* WHAT IS REQUIRED
Print exactly the lines from the line with "Please identify the dirt" to the last line of the data, please, both included.

start SUPPLIED MATERIAL

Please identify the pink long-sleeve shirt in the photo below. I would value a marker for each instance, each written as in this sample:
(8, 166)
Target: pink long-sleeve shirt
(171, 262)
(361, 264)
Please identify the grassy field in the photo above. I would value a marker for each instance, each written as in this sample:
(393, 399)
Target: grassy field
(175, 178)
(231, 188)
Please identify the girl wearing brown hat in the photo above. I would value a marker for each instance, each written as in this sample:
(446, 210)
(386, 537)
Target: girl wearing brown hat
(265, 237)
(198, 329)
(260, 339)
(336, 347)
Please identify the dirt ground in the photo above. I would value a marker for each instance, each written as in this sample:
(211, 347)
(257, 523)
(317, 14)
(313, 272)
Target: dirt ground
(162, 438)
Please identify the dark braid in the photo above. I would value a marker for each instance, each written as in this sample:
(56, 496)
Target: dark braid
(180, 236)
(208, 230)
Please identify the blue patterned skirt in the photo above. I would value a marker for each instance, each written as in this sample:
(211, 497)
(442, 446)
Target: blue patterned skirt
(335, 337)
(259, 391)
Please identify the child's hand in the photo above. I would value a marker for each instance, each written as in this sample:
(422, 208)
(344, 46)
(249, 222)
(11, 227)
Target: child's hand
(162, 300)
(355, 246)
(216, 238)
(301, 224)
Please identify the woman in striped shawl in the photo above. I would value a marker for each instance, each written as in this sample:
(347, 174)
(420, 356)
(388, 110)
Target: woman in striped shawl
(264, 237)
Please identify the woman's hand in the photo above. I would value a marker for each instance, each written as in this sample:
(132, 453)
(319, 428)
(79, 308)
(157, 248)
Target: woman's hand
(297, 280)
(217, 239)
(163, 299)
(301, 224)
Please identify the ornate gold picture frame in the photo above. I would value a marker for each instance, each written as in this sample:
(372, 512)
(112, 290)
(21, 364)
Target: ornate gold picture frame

end SUPPLIED MATERIAL

* ANSWER TO THE PROBLEM
Please identify the dirt ground in the photo above. I would value a marker for each instance, each written as in this sample:
(211, 347)
(257, 523)
(317, 14)
(313, 272)
Target: dirt ground
(162, 438)
Please identify the dark braid in the photo above. I would value a marker for each instance, each written as in this sample:
(56, 496)
Target: dark braid
(180, 236)
(208, 230)
Please identify the blue patterned skirt in the photo above. I would value a marker for each instance, each written as in this sample:
(211, 497)
(442, 446)
Target: blue patterned skirt
(335, 337)
(259, 391)
Please identify the child's hand in the photo above. I would value a marker for each instance, each written as in this sample:
(422, 208)
(344, 46)
(249, 222)
(11, 227)
Target: child's hand
(162, 300)
(355, 246)
(216, 238)
(301, 224)
Please identify the woman in striped shawl in the photo above. I would value a marker for each instance, each written as in this sample:
(347, 174)
(420, 356)
(388, 110)
Target: woman in striped shawl
(264, 237)
Please identify the woman's hand in the photo above. I would value a marker for each instance, each written as in this sample:
(132, 453)
(319, 428)
(79, 308)
(157, 248)
Target: woman's hand
(297, 280)
(217, 239)
(163, 299)
(301, 224)
Please identify the ornate gold picture frame in the photo above. I would value a marker for each instance, each written as in this sample:
(372, 512)
(112, 290)
(21, 364)
Target: ornate gold picture frame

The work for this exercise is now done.